Start of Block
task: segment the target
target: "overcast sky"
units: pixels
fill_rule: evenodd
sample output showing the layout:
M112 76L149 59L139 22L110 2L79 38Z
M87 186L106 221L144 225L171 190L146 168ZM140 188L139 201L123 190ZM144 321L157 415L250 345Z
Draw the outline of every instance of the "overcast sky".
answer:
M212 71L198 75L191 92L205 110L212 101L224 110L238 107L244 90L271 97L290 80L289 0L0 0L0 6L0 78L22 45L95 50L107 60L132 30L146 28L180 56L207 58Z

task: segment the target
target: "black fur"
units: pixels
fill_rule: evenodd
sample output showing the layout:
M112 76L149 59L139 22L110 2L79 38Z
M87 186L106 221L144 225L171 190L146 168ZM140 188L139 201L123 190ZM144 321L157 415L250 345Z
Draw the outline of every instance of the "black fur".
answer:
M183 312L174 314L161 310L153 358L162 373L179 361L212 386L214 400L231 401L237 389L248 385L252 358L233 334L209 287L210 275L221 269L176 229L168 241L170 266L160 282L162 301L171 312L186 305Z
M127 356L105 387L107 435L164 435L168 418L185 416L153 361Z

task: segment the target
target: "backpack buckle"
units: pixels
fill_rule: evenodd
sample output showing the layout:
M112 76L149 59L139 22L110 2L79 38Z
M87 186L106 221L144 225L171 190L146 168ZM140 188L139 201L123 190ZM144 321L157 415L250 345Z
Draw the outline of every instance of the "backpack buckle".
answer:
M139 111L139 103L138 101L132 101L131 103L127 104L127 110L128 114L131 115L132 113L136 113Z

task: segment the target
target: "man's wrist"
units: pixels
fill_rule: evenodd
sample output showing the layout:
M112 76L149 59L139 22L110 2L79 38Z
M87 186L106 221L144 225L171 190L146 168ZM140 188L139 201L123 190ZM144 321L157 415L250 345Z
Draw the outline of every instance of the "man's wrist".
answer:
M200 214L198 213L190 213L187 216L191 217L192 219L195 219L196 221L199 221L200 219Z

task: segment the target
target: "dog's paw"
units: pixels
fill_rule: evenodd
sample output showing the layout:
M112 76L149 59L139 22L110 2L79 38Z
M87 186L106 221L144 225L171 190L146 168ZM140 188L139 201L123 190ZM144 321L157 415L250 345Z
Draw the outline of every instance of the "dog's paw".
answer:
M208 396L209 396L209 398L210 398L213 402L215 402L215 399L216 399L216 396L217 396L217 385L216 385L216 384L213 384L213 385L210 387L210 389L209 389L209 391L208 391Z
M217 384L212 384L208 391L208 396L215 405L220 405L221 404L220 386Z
End of Block
Start of Block
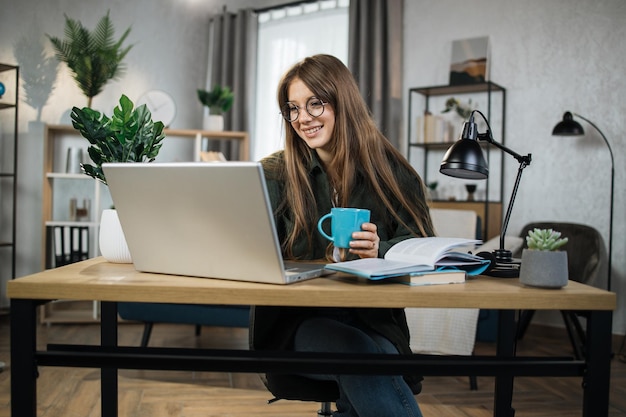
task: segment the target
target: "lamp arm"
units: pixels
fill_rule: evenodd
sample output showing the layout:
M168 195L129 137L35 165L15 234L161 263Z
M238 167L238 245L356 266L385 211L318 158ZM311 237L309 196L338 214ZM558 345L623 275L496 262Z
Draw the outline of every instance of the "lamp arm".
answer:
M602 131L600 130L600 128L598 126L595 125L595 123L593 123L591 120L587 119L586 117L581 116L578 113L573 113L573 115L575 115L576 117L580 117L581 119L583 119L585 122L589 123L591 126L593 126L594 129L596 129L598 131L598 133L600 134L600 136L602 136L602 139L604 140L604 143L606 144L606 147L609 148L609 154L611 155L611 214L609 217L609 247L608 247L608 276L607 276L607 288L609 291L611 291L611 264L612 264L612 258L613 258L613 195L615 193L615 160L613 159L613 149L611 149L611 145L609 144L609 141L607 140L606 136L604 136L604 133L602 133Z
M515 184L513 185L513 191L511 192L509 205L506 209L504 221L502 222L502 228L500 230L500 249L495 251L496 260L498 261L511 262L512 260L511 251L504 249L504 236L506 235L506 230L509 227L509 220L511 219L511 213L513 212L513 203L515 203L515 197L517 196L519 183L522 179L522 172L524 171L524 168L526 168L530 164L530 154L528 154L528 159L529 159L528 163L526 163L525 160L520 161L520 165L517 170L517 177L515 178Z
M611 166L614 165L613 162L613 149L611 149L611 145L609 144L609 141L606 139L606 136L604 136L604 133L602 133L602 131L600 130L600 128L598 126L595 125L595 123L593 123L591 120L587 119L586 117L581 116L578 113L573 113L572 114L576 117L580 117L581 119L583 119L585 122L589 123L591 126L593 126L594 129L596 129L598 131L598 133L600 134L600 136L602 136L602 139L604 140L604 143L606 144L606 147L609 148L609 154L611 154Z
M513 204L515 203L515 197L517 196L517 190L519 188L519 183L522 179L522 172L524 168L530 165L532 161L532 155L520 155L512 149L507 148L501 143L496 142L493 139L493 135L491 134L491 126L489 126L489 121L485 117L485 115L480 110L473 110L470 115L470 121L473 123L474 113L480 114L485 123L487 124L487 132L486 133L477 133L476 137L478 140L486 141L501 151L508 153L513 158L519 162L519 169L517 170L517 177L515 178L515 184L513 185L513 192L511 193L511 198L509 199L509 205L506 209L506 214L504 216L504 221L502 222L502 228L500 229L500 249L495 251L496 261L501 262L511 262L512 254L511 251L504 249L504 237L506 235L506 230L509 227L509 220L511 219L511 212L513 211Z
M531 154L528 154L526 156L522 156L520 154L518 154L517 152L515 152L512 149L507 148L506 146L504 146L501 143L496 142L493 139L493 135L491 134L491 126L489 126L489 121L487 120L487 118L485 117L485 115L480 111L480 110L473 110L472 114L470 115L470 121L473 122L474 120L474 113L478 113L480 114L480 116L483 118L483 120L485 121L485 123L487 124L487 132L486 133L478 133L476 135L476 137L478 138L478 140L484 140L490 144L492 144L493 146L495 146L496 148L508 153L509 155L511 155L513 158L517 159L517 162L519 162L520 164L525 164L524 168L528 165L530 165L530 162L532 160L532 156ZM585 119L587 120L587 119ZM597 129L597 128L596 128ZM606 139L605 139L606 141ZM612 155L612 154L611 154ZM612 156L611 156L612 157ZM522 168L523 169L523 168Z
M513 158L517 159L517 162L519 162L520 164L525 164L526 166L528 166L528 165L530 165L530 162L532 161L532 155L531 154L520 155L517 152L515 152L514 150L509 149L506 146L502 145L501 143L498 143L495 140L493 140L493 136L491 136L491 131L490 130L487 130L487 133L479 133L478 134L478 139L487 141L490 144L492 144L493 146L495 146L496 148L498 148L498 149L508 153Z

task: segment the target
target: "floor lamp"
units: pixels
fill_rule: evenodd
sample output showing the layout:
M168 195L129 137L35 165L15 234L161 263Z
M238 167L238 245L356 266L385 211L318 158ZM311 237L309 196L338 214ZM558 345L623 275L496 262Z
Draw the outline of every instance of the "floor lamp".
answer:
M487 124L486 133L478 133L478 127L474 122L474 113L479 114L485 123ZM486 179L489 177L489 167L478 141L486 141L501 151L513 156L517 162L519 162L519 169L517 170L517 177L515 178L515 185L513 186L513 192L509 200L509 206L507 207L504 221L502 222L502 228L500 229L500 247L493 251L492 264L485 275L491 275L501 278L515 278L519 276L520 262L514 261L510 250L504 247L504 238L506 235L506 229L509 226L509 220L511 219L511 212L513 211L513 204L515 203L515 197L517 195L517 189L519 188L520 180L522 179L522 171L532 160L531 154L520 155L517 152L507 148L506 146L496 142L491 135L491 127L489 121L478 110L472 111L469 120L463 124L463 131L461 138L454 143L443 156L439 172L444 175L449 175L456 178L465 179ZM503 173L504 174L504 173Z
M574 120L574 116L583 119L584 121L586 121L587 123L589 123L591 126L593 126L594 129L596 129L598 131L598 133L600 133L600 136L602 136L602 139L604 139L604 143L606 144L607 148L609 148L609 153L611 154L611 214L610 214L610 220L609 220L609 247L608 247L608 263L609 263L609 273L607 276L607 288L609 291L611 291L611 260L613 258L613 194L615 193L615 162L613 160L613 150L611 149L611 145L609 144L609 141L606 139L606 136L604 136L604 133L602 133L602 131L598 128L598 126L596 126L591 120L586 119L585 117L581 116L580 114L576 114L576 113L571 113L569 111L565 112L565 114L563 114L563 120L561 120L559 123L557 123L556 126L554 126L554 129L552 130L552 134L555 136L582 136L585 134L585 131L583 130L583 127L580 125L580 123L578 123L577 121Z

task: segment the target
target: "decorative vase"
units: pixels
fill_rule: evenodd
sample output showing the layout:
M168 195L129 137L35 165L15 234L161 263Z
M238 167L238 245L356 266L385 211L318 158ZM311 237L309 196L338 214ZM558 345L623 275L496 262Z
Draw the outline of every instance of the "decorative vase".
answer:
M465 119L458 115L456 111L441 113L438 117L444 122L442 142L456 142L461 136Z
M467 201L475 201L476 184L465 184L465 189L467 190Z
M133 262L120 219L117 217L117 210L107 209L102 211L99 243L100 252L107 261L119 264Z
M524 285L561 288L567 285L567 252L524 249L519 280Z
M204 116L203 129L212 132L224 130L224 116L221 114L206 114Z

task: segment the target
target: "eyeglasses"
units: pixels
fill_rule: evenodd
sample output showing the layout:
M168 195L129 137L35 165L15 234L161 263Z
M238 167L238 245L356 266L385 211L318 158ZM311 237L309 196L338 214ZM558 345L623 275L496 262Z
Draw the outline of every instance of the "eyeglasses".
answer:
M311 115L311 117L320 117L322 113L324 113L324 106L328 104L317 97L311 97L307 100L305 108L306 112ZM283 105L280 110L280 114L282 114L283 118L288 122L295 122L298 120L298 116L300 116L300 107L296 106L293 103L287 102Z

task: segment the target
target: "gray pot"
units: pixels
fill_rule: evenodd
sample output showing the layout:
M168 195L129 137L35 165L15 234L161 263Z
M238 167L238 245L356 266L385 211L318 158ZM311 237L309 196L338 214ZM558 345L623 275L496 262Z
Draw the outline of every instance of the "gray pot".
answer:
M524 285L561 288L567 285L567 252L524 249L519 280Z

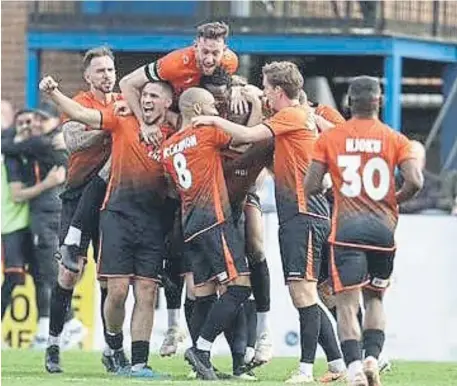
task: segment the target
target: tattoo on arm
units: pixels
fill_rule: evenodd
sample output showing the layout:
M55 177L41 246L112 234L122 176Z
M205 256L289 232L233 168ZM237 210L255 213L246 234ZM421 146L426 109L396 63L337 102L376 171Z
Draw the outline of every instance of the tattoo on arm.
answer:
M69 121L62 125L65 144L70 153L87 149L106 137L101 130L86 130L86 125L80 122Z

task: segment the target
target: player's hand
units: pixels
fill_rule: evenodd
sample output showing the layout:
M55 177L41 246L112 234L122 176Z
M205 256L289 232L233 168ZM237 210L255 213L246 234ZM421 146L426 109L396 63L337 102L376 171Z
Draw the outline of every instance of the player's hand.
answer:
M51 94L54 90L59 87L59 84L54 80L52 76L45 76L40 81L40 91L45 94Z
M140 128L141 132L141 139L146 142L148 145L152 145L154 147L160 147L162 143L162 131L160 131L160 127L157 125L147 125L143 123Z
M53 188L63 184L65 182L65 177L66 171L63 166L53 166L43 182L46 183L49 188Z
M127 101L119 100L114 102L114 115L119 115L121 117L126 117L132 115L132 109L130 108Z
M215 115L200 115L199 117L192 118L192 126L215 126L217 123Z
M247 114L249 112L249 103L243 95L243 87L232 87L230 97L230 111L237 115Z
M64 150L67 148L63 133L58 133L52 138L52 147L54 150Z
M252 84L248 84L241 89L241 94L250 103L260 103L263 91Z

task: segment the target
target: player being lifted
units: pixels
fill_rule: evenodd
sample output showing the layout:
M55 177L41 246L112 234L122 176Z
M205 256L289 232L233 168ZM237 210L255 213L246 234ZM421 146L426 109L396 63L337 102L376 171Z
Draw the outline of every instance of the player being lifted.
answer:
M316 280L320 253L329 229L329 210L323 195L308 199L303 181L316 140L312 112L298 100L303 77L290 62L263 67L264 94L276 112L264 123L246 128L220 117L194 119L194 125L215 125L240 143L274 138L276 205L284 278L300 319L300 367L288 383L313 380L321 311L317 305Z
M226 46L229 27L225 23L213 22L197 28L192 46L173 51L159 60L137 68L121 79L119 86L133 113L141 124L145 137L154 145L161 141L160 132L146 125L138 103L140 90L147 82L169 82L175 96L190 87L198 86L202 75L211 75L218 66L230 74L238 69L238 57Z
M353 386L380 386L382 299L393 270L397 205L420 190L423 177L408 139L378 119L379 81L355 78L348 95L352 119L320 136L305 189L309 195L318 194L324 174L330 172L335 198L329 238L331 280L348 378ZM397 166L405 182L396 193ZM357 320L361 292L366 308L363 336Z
End of Block
Start of Block
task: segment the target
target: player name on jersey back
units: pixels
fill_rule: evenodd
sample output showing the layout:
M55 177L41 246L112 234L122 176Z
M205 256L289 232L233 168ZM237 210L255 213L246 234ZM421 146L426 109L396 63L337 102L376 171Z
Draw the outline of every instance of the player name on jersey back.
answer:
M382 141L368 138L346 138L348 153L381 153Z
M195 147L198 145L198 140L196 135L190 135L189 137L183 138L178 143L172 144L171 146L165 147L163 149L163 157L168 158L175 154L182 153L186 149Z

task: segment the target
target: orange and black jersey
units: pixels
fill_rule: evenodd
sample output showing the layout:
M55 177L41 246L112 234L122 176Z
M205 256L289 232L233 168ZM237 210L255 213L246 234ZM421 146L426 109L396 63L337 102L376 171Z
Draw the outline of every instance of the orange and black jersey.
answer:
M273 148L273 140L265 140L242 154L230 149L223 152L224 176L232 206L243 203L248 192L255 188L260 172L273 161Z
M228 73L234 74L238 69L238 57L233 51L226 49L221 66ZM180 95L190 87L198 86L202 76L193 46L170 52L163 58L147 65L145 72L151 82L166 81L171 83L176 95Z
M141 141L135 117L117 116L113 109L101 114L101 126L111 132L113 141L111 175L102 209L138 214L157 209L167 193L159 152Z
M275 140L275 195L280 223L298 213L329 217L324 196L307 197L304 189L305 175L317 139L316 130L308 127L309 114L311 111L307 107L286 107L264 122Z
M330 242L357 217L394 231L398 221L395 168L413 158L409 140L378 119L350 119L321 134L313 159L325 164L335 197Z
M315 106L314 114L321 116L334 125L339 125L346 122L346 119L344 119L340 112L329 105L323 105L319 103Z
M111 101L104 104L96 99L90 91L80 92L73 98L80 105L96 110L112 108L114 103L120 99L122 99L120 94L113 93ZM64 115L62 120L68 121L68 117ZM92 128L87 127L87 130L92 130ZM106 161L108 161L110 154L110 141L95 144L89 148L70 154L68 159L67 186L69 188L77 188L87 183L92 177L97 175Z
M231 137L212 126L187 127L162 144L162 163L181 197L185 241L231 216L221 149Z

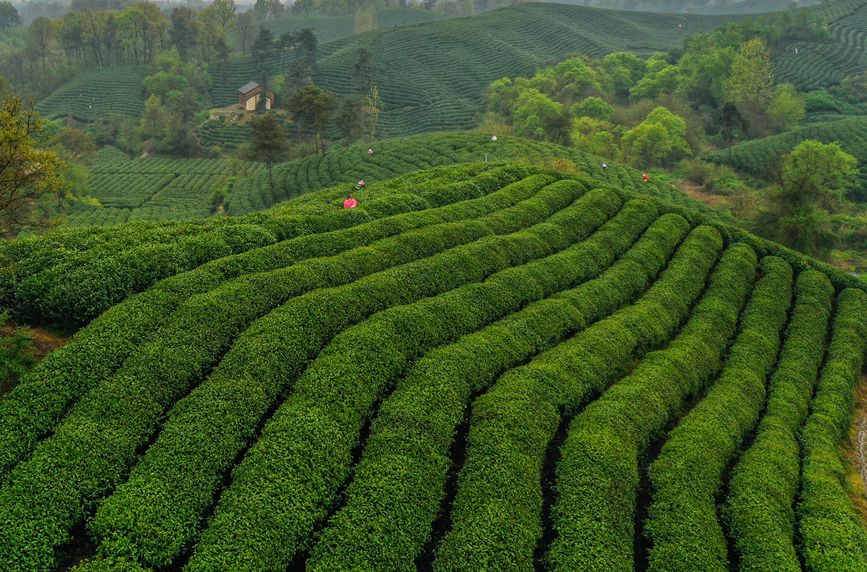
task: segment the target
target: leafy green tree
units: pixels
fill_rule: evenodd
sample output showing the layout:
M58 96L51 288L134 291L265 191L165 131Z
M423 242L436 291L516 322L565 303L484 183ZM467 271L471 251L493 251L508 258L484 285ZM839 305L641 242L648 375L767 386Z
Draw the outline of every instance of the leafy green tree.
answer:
End of Block
## Task requirements
Copy every line where the word "overcast" is present in the entries above.

## Output
target: "overcast sky"
Draw the outline of every instance of the "overcast sky".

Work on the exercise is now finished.